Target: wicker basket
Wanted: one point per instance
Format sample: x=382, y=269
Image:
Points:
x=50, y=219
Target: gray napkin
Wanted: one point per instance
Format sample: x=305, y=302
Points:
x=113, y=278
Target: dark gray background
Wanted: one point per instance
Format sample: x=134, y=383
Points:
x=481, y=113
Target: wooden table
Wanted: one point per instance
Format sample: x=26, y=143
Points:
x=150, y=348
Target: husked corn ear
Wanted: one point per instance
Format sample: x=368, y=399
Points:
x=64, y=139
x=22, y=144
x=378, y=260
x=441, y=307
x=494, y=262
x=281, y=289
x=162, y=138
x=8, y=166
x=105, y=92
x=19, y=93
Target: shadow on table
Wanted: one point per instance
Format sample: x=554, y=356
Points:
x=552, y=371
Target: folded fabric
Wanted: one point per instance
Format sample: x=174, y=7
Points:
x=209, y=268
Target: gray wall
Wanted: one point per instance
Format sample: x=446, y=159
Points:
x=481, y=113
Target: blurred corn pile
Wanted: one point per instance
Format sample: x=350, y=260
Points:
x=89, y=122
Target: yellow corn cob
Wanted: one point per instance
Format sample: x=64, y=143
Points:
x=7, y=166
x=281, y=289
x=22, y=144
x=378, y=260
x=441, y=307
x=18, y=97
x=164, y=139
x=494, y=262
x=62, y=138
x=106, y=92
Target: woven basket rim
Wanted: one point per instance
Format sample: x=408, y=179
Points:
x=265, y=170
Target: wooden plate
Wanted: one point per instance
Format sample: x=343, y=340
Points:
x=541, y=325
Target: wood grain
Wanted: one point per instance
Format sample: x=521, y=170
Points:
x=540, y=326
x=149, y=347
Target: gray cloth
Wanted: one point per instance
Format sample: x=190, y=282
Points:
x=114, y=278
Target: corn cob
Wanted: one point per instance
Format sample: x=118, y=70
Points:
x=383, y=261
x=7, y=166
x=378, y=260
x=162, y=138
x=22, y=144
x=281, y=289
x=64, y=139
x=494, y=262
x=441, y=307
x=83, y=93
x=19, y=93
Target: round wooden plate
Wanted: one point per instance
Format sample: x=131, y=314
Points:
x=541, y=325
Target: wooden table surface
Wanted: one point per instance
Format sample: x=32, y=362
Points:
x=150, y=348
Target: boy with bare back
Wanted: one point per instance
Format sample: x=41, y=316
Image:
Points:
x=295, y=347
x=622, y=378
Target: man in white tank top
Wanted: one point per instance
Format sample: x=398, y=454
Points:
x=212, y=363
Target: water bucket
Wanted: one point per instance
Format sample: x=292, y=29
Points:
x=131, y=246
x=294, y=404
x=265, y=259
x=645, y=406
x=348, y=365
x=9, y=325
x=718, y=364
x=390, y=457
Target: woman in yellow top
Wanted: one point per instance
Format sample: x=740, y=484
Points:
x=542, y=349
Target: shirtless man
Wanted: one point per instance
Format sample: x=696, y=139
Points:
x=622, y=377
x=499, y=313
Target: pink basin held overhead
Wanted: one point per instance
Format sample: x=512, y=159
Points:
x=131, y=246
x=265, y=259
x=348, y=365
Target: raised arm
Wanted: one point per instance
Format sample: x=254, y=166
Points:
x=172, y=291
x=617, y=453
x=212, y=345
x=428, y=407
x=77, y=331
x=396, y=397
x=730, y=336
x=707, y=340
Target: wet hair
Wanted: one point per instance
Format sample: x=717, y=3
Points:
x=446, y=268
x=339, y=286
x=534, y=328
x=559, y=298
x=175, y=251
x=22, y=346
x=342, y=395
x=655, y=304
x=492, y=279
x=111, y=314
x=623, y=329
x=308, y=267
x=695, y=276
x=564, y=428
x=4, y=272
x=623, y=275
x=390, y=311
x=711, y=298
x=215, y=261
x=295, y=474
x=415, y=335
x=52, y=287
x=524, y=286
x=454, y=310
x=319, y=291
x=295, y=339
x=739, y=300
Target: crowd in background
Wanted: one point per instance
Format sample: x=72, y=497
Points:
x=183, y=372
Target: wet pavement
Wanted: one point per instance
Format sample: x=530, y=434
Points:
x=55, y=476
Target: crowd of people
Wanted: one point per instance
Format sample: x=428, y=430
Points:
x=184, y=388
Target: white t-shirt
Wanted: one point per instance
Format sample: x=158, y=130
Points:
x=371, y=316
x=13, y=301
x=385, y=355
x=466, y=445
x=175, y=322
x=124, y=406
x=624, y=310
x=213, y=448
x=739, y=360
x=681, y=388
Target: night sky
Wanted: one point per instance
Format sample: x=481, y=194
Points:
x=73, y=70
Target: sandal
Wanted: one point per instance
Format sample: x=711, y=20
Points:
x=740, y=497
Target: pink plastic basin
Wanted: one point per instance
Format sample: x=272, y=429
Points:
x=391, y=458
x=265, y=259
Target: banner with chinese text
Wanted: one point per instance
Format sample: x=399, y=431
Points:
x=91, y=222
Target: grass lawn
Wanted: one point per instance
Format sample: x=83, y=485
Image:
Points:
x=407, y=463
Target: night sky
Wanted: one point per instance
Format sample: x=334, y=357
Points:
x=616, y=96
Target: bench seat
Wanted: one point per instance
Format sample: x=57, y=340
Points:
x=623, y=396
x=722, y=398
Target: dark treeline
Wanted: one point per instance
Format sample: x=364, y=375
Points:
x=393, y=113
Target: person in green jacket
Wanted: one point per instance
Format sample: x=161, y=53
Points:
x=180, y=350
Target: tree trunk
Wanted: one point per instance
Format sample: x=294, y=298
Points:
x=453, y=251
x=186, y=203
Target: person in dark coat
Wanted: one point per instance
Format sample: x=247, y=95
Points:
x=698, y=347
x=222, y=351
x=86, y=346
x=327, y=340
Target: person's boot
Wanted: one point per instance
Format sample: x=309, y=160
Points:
######
## Your goal
Please copy all of the material above line for line, without changing a single character.

## Written answer
Target: wicker basket
Wanted: one point per instance
Format sample: x=382, y=269
Image:
Points:
x=50, y=219
Target: gray napkin
Wanted: one point per instance
Format sample: x=305, y=302
Points:
x=113, y=278
Target: dark gray background
Wanted: one point per instance
Format sample: x=134, y=383
Points:
x=481, y=113
Target: wooden table
Wanted: one point per instance
Format sample: x=26, y=143
Points:
x=150, y=348
Target: husked corn ear
Wanted: one point per instance
Format sample: x=368, y=399
Points:
x=64, y=139
x=22, y=144
x=378, y=260
x=441, y=307
x=494, y=262
x=281, y=289
x=162, y=138
x=8, y=166
x=105, y=92
x=19, y=93
Target: shadow on table
Wanted: one point per instance
Format sample: x=554, y=356
Points:
x=552, y=371
Target: folded fabric
Wanted: one point per instance
Format sample: x=174, y=7
Points:
x=209, y=268
Target: gray wall
Wanted: one point per instance
Format sample: x=446, y=159
Points:
x=481, y=113
Target: blurred corn pile
Wanted: one point per instance
Format sample: x=350, y=260
Points:
x=89, y=122
Target: yellow corn cob
Wanted: one point per instance
Format sample: x=64, y=143
Points:
x=7, y=166
x=281, y=289
x=22, y=144
x=378, y=260
x=441, y=307
x=18, y=97
x=164, y=139
x=494, y=262
x=62, y=138
x=106, y=92
Target: woven basket rim
Wanted: one point per instance
Format sample: x=408, y=179
Points:
x=265, y=170
Target: wooden plate
Wanted: one point per instance
Format sample: x=343, y=340
Points:
x=541, y=325
Target: wood grain
Wanted: one point per instance
Format sample: x=521, y=170
Points:
x=540, y=326
x=149, y=347
Target: gray cloth
Wanted: one point per instance
Format sample: x=190, y=282
Points:
x=114, y=278
Target: corn cob
Wanted: one point per instance
Format sample: x=118, y=70
Points:
x=383, y=261
x=7, y=166
x=378, y=260
x=162, y=138
x=22, y=144
x=281, y=289
x=64, y=139
x=494, y=262
x=441, y=307
x=83, y=93
x=19, y=93
Target: round wooden plate
Wanted: one point per instance
Format sample: x=131, y=314
Points:
x=541, y=325
Target: wooden table surface
Wanted: one point per instance
Format sample: x=32, y=362
Points:
x=150, y=348
Target: boy with bare back
Wanted: one point per instance
Format sample: x=41, y=316
Image:
Points:
x=295, y=347
x=622, y=378
Target: man in white tank top
Wanted: one point per instance
Format sample: x=398, y=454
Points:
x=212, y=363
Target: water bucket
Wanted: one point per instance
Format sample: x=292, y=29
Points:
x=131, y=246
x=294, y=404
x=265, y=259
x=645, y=406
x=348, y=365
x=9, y=325
x=718, y=364
x=390, y=457
Target: woman in yellow top
Wanted: one point per instance
Format sample: x=740, y=484
Points:
x=542, y=349
Target: shirtless man
Wanted: one point per instance
Format sample: x=696, y=139
Points:
x=622, y=377
x=499, y=313
Target: pink basin held overhead
Wanted: one point per instance
Format sample: x=512, y=159
Points:
x=131, y=246
x=265, y=259
x=348, y=365
Target: raised arm
Wanted: one point per instance
Format sample: x=254, y=166
Points:
x=172, y=291
x=617, y=453
x=212, y=345
x=428, y=407
x=77, y=331
x=396, y=397
x=730, y=336
x=707, y=340
Target: wet hair
Wanted: one point per instance
Format sample: x=717, y=3
Points:
x=446, y=268
x=339, y=286
x=534, y=328
x=559, y=298
x=175, y=251
x=22, y=346
x=342, y=395
x=655, y=304
x=492, y=279
x=111, y=314
x=623, y=329
x=308, y=267
x=695, y=276
x=564, y=428
x=4, y=272
x=623, y=275
x=390, y=311
x=711, y=298
x=215, y=261
x=295, y=474
x=415, y=335
x=52, y=287
x=524, y=286
x=454, y=310
x=319, y=291
x=295, y=339
x=739, y=300
Target: crowd in background
Wanted: one point per instance
Format sample: x=72, y=497
Points:
x=183, y=372
Target: wet pavement
Wanted: one point per instance
Format sample: x=530, y=434
Points:
x=55, y=476
Target: crowd of people
Wanted: one point per instance
Format sample: x=428, y=430
Points:
x=184, y=388
Target: white t-shirt
Wanted: one point per instance
Format sample: x=158, y=130
Points:
x=371, y=316
x=13, y=301
x=385, y=355
x=466, y=445
x=175, y=322
x=124, y=406
x=624, y=310
x=213, y=448
x=739, y=360
x=681, y=388
Target: night sky
Wanted: one point per instance
Format sample: x=481, y=194
Points:
x=73, y=70
Target: sandal
Wanted: one point per instance
Format sample: x=711, y=20
Points:
x=740, y=497
Target: pink plastic basin
Wanted: one point per instance
Format sample: x=272, y=429
Points:
x=391, y=458
x=265, y=259
Target: banner with chinese text
Wanted: one point per instance
Format sample: x=399, y=431
Points:
x=91, y=222
Target: grass lawn
Wanted: one point per instance
Format sample: x=83, y=485
Image:
Points:
x=407, y=463
Target: night sky
Wanted: one point per instance
Format sample: x=334, y=357
Points:
x=616, y=96
Target: bench seat
Wanted: one point per instance
Format sample: x=57, y=340
Points:
x=623, y=396
x=722, y=398
Target: dark treeline
Wanted: one point per instance
Format sample: x=364, y=375
Points:
x=393, y=113
Target: person in green jacket
Wanted: one point per instance
Format sample: x=161, y=53
Points:
x=180, y=350
Target: tree trunk
Wanted: one point per instance
Format sample: x=294, y=298
Points:
x=453, y=251
x=186, y=203
Target: person in dark coat
Wanted: one point per instance
Format sample: x=247, y=95
Points:
x=698, y=347
x=222, y=351
x=86, y=346
x=327, y=340
Target: person's boot
Wanted: one point per instance
Format sample: x=309, y=160
Points:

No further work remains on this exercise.